=== TRECHO PARA LEITURA ===
Brasil garante assento em conselho na ONU e sinaliza campanha conservadora
Com novo mandato, governo usará sua presença nas Nações Unidas para defender uma transformação ideológica da agenda de direitos humanos. No lugar dos direitos das minorias e de grupos vulneráveis, o foco estará na promoção dos valores cristãos, do entendimento de que só existe sexo biológico e da família tradicional composta por um homem e uma mulher.
GENEBRA – O governo de Jair Bolsonaro conseguiu ser eleito para mais um mandato no Conselho de Direitos Humanos da ONU. Para somar o apoio necessário, o Itamaraty fechou acordos políticos, trocou votos e até mesmo evitou fazer campanha contra seu rival, a Venezuela.

=== EXCERTOS DO MATERIAL ===
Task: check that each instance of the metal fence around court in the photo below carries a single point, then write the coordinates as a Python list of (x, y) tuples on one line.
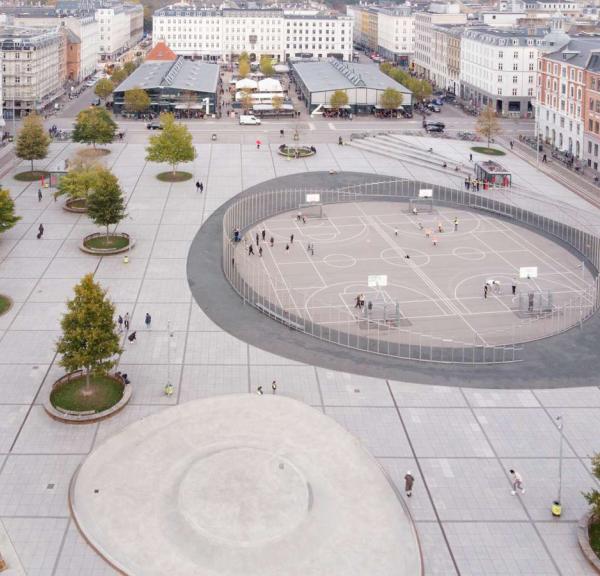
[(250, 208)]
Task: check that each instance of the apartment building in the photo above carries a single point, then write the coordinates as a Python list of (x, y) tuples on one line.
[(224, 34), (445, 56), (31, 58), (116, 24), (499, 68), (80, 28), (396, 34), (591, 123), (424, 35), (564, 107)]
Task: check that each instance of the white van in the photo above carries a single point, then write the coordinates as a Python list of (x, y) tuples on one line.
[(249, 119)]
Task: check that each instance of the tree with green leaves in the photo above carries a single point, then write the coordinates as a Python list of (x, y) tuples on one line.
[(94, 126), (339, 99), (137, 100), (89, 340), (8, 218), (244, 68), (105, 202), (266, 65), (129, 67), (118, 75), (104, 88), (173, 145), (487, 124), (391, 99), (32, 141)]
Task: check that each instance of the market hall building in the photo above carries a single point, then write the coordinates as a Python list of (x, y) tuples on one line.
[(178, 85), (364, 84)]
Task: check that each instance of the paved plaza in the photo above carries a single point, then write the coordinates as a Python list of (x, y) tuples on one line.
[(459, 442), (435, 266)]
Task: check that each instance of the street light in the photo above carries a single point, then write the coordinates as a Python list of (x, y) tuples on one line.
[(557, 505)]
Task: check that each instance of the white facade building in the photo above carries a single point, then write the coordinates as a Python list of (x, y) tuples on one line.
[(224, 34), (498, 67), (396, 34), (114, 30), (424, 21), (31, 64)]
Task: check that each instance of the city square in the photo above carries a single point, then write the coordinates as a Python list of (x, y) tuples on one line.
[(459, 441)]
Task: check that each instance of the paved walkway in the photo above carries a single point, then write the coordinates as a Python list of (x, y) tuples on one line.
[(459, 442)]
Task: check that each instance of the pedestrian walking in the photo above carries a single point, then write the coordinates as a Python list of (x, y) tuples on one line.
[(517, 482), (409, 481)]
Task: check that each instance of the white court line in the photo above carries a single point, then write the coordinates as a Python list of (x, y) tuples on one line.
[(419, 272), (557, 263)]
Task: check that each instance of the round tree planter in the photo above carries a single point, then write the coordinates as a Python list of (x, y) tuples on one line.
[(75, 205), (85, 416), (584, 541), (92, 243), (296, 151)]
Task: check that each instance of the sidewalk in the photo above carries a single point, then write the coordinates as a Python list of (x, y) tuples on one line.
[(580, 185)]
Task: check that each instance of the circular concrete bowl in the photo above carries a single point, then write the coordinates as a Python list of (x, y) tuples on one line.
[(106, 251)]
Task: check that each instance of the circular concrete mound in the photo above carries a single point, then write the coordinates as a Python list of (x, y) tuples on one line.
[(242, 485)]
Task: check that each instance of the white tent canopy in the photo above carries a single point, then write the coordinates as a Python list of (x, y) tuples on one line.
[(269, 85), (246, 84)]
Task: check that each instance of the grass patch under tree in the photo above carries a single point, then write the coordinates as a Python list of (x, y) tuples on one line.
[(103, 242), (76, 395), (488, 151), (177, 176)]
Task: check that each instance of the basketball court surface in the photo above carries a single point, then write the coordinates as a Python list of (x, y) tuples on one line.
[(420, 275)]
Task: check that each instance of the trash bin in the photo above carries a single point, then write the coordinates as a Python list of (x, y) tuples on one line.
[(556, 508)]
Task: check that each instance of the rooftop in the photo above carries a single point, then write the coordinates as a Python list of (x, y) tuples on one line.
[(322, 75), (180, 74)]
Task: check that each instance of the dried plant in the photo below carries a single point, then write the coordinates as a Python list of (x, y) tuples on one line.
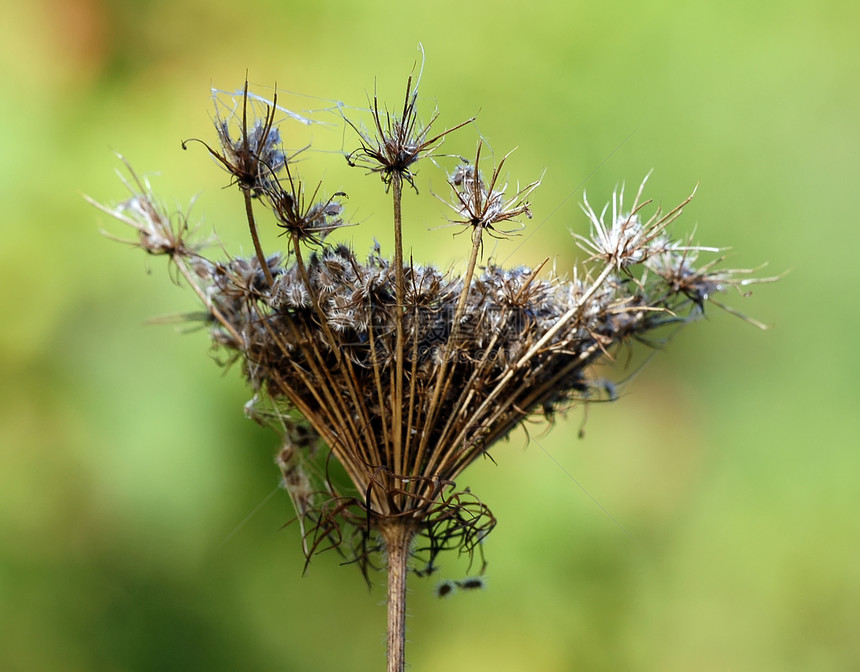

=== INSTRUÇÕES DAS TAREFAS ===
1/ Responda às perguntas com base no trecho sobre o Brasil na ONU:
(a) Em qual conselho das Nações Unidas o governo brasileiro foi eleito para mais um mandato?
(b) Qual país é apontado como rival do Brasil nessa eleição?
(c) Segundo o trecho, por quem é composta a família tradicional que o governo pretende promover?
2/ Transcreva do trecho sobre o Brasil na ONU a passagem que vai de "GENEBRA – O" até "rival, a Venezuela.".
3/ Traduza para o inglês a frase do trecho sobre o Brasil na ONU: "O governo de Jair Bolsonaro conseguiu ser eleito para mais um mandato no Conselho de Direitos Humanos da ONU."

=== RESULTADOS ===
1/
(a) No Conselho de Direitos Humanos da ONU.
(b) A Venezuela.
(c) Por um homem e uma mulher.

2/
GENEBRA – O governo de Jair Bolsonaro conseguiu ser eleito para mais um mandato no Conselho de Direitos Humanos da ONU. Para somar o apoio necessário, o Itamaraty fechou acordos políticos, trocou votos e até mesmo evitou fazer campanha contra seu rival, a Venezuela.

3/ The Jair Bolsonaro government managed to be elected to another term on the UN Human Rights Council.